# TEXT
[Start of Attachment]
Someone recently asked me why the SSF is holding this year’s
annual conference in Cardiff. I found this question slightly puzzling. Our previous conferences
have been held in lots of different places: London, Oxford, Cambridge, Matfield,
Marlborough, Stratford-upon Avon. I suppose the reasoning behind the question
is that most of the other places we have been (though not last year’s venue,
Radley College) have had a fairly close association with the events of Siegfried Sassoon’s
life, and Cardiff has no obvious link. However, I think it should be recognised
that Sassoon (despite a propensity for staying at home and enjoying his privacy)
was both very sociable and very widely-travelled, more so than most men of his
generation.
He did of course visit Cardiff. In the
course of his road trips in the early 1920s, there was scarcely any part of the
UK that he did not visit. As a soldier, he had been on active service in
France, Belgium and Palestine and had temporarily been lodged in various
military camps and hospitals in towns ranging from Lewes to Liverpool, from Edinburgh to Limerick. After the war, he enjoyed visiting Europe despite the ravages left behind by the recent conflict in some areas; he dallied with a
German prince in Rome, visited the South of France with a wealthy patron, went to Sicily with Stephen Tennant and to Switzerland with the composer William Walton. Perhaps this eagerness to travel is one of
the reasons for the many friendships he established with eminent people all over
the world, of which I intend to say more in a future post.
Let us restrict ourselves to Sassoon’s travels for the time
being. In April 1921, Sassoon was in South Wales as a "correspondent" for The Nation, and visited industrial towns such as Neath and Llanelli (where he bought two large bananas and went for a walk) before arriving in Cardiff on 13 April. He found the city "depressing" and went to bed before dinner, commenting wryly in his diary "What a vivid account I am writing". He did, however, enjoy viewing Dante Gabriel Rossetti's altarpiece in Llandaff Cathedral in his few moments of leisure. From there he went to Merthyr to see for himself the effects of the miners' strike.
David Gray, in his bibliography at http://www.siegfried-sassoon.co.uk, lays out the itinerary of one of Sassoon’s 1924 road trips,
which lasted for a fortnight in September. Earlier in the summer, he had been in Wales visiting his poet friend Walter de la Mare at Manorbier in Pembrokeshire. Siegfried's diaries often record which hotels he stayed in, and these included the Royal at Ross-on-Wye, the Globe at King's Lynn and the Lamb at Ely. Of the whole list, only one - "The Hotel" at Church Stretton - is no longer a hotel. So there is plenty of opportunity to walk in Siegfried's footsteps or even sleep in a room where he once slept, if you are prepared to do the research.
A member of the SSF committee did in fact locate the very room Siegfried slept in when he was a convalescent patient at Somerville College, Oxford, in 1917. It was temporarily occupied at the time by an overseas student on a summer course, who was delighted to learn that the room had been previously used by "a famous English poet". We also located the rooms in Merton Street, personally selected by Lady Ottoline Morrell for Siegfried when he returned to Oxford after the war to pursue a "course of independent study"; he ended up spending most of his time visiting other literary acquaintances such as John Masefield and Robert Bridges, on "Parnassus" (as Boars Hill had become known). The latter was the location for one of the most memorable SSF excursions of all time, back in 2008.
[End of Attachment]
Collection entries:
[Start of Attachment]
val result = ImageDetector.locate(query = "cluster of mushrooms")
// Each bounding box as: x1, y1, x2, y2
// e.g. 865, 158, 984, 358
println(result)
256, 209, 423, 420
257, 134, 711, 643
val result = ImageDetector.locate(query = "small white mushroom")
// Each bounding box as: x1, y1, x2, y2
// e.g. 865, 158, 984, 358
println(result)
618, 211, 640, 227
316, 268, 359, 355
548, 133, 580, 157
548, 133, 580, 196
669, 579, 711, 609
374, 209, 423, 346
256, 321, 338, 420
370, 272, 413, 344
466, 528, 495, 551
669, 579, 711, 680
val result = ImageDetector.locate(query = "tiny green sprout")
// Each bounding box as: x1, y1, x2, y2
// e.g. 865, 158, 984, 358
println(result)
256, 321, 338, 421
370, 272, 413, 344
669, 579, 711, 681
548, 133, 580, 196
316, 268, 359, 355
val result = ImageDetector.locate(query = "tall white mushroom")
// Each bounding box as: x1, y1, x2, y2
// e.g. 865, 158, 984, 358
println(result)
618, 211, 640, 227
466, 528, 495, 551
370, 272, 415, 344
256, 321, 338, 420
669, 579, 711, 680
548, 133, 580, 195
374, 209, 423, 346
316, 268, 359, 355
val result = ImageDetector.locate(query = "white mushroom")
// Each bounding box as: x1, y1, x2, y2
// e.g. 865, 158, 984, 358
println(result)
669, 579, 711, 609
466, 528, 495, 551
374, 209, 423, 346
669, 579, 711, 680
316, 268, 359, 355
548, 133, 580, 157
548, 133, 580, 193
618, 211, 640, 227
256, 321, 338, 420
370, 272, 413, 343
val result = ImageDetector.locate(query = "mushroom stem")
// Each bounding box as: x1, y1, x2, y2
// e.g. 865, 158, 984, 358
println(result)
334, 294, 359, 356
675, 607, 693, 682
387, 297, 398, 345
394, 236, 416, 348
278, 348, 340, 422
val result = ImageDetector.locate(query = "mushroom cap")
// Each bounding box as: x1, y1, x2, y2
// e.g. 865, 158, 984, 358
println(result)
[End of Attachment]
# EXERCISE SET
1) Repeat a passage from the text on Sassoon's travels word for word, beginning at the words "A member of" and stopping after "back in 2008.".
2) In the text on Sassoon's travels, on what date did Sassoon arrive in Cardiff?
3) Carry the text on Sassoon's travels forward from its final sentence.

# ANSWERS TO THE EXERCISE
1)
A member of the SSF committee did in fact locate the very room Siegfried slept in when he was a convalescent patient at Somerville College, Oxford, in 1917. It was temporarily occupied at the time by an overseas student on a summer course, who was delighted to learn that the room had been previously used by "a famous English poet". We also located the rooms in Merton Street, personally selected by Lady Ottoline Morrell for Siegfried when he returned to Oxford after the war to pursue a "course of independent study"; he ended up spending most of his time visiting other literary acquaintances such as John Masefield and Robert Bridges, on "Parnassus" (as Boars Hill had become known). The latter was the location for one of the most memorable SSF excursions of all time, back in 2008.

2) 13 April 1921

3)
Perhaps one of Sassoon's most memorable journeys, and the one that forms a major part of such "action" as there is in one of his last books, Siegfried's Journey (1946), was the lecture tour of the United States, on which he embarked shortly after the First World War. In addition to earning him over $2000, it opened his eyes to a way of life so different from his past experience that he found it almost overwhelming at first. (On arrival in New York, he admitted to finding the city "depressing" - so perhaps Cardiff was not so bad after all.)
By the time he wrote Siegfried's Journey, Sassoon was at another emotional low point. Now in his sixties and separated from his wife, he did little travelling after that date (although he never ceased to drive with panache, frightening the wits out of new friends like Dennis Silk). His visits were now restricted to places like Cambridge, where his son George was an undergraduate in the 1950s, and Stratford, where he went to see plays produced by his old friend Glen Byam Shaw, who had become director of the Shakespeare Memorial Theatre in 1952.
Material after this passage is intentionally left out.